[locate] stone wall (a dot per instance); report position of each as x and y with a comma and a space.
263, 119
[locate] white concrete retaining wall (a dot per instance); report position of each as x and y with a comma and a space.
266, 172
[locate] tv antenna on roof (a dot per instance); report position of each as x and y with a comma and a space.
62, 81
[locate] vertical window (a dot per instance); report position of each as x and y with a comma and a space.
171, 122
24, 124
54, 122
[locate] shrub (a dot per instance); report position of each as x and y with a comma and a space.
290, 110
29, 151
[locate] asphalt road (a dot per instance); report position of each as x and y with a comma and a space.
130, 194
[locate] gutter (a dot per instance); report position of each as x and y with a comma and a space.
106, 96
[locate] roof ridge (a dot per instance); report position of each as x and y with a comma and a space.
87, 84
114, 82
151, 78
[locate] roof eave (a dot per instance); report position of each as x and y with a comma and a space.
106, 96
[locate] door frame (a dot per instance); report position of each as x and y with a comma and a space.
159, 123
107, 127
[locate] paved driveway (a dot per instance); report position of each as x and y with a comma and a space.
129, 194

...

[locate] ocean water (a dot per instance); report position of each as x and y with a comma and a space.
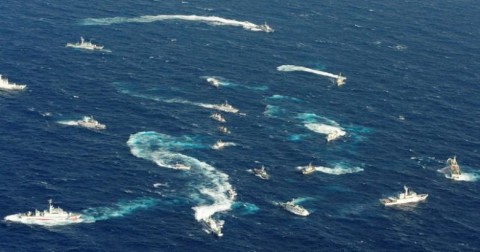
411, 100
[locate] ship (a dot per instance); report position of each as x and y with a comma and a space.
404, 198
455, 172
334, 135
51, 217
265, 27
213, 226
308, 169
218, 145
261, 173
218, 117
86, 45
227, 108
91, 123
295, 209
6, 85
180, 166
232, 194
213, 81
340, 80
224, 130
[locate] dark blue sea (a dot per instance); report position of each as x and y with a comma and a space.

## Prompt
Exactly the lines above, from the one containing "[locate] ocean water" down to the one containing "[locate] dark blue", are to be repeated, including both ends. Pictures are not part of the copy.

## Response
[locate] ocean water (a dot per instance); report position of each as x and y with a comma and a space.
411, 100
[locate] ship (a dot per instance); report position of each as x and y with a comma and a space.
404, 198
455, 172
334, 135
51, 217
265, 27
213, 226
308, 169
218, 145
261, 173
218, 117
86, 45
227, 108
91, 123
295, 209
6, 85
180, 166
232, 194
213, 81
340, 80
224, 130
[locate] dark blue sea (a dot per instance); report position of each as x and y with a comma and a space.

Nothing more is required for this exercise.